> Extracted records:

* * * * * * * * *

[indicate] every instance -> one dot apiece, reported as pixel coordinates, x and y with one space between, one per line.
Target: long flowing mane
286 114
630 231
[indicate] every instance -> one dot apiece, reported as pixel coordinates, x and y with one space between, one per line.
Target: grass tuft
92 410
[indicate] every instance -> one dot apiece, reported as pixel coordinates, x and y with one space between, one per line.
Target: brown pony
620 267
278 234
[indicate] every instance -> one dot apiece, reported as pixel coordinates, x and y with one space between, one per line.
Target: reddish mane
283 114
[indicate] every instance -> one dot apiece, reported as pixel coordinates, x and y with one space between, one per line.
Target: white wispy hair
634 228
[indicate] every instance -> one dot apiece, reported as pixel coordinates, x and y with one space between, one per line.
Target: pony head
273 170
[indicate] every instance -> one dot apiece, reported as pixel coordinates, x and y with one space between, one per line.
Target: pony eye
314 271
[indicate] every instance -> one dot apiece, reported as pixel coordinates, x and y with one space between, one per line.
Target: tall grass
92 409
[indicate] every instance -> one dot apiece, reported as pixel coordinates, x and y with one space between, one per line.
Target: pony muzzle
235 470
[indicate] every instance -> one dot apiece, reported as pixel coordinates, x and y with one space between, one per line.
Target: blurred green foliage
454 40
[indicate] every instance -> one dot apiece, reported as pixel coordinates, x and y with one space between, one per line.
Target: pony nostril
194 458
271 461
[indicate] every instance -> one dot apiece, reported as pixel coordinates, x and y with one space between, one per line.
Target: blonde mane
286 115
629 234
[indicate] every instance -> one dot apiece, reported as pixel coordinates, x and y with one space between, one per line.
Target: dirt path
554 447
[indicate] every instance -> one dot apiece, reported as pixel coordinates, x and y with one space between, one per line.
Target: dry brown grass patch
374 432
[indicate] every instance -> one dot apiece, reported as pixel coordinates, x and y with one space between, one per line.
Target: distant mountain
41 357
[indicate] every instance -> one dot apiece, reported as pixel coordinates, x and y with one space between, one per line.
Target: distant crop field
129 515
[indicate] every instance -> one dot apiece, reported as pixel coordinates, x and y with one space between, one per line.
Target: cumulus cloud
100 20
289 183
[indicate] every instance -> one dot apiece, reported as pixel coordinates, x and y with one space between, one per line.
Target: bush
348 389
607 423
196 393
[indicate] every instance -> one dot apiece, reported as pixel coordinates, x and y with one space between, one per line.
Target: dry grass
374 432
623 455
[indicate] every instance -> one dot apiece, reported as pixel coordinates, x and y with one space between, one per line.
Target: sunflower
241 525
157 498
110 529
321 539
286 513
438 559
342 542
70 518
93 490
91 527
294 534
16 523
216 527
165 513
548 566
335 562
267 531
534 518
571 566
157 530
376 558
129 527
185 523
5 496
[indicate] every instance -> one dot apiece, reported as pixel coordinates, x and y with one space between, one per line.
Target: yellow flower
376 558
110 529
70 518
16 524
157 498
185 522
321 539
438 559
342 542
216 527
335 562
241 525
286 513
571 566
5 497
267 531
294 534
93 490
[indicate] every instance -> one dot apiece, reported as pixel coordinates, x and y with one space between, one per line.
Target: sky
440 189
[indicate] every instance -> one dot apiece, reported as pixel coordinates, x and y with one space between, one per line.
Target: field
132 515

* * * * * * * * *

> Aim of the task: Write out every record verbatim.

> Solution to the exercise:
[indicate] every instance -> one dot apiece, reported as pixel coordinates, x and y with one space between, one per line.
Target: long flowing mane
286 114
630 231
[indicate] every instance -> one dot apiece, reported as pixel coordinates, x and y with one space between, one per line.
Target: grass tuft
92 410
[indicate] every instance -> one dot apiece, reported as pixel coordinates, x and y with one space between, one per line.
Target: brown pony
620 267
278 234
[indicate] every instance -> one dot apiece, reported as pixel coordinates, x and y with one space between, one per line.
Target: reddish mane
283 114
[indicate] every instance -> one dot apiece, reported as pixel coordinates, x and y with one space between, one per line.
Target: white wispy hair
634 228
[indicate] every instance -> one dot apiece, reported as pixel coordinates, x and y with one space between, one per line.
Target: pony head
273 170
[indicate] every instance -> one dot apiece, reported as pixel coordinates, x and y with one space between, one per line.
Target: pony eye
314 271
[indicate] every instance -> one dot apiece, reported as pixel coordinates, x and y with one space between, one per line.
Target: tall grass
92 409
[indicate] every instance -> one dot apiece, reported as pixel coordinates, x and y with one space between, one per line.
Target: pony muzzle
235 470
[indicate] every instance -> one dot apiece, reported as pixel coordinates, x and y with one space between, one per line.
Target: blurred green foliage
454 40
[indicate] every instance -> one dot apiece, reported as pixel coordinates, x and y with one space between, one per line.
Target: pony nostril
194 458
271 461
[indicate] every instance -> one dot apiece, reported as pixel coordinates, x and y with one space between, one per line.
Target: blonde mane
286 115
629 234
[indicate] every instance -> one dot apiece, reported as pixel coordinates, x and y with one space between, one per line.
Target: dirt path
554 447
[indicate] every instance -> one dot apiece, reported as pixel coordinates, x and y with one space between, one per line.
Target: dry brown grass patch
374 432
[indicate] every instance -> one dot apiece, reported as pixel coordinates, x and y with one space between, one per line.
Target: distant mountain
41 357
[indicate] every instance -> one dot apiece, reported as pixel coordinates, x and y with one space between, one per line.
Target: distant crop field
129 515
[indicate] every instance -> one dot apiece, reported as pixel coordinates, x and y with one space between, one per line.
Target: cumulus cloud
100 20
289 183
[indicate] every instance -> one dot apiece, reported as pixel coordinates, x and y with one space between, one per line.
Target: bush
348 389
607 423
196 393
[indicate] every instance -> one dot apiece, reported as pixel coordinates, x and y with one space between, one per line.
Target: dry grass
374 432
623 455
[indicate] every instance -> one dot apiece, reported as pixel coordinates, x and y with one space between, one per line.
Target: sunflower
241 525
157 498
110 529
321 539
286 513
438 559
342 542
70 518
93 490
91 527
294 534
16 523
216 527
165 513
548 566
335 562
267 531
534 518
571 566
157 530
376 558
129 527
185 523
5 496
[indicate] every instance -> one dot apiece, reported as pixel coordinates, x and y with one space between, one per line.
Target: yellow flower
376 558
110 529
70 518
16 524
157 498
185 522
321 539
438 559
342 542
216 527
335 562
241 525
286 513
571 566
5 497
267 531
294 534
93 490
[indicate] every instance -> one dot apiece, reported as pixel coordinates, x and y with one space between, one per line.
Target: sky
440 189
[indicate] every instance -> one dot apiece, reported as pixel coordinates, x and y with one space between, one per line.
Target: field
132 515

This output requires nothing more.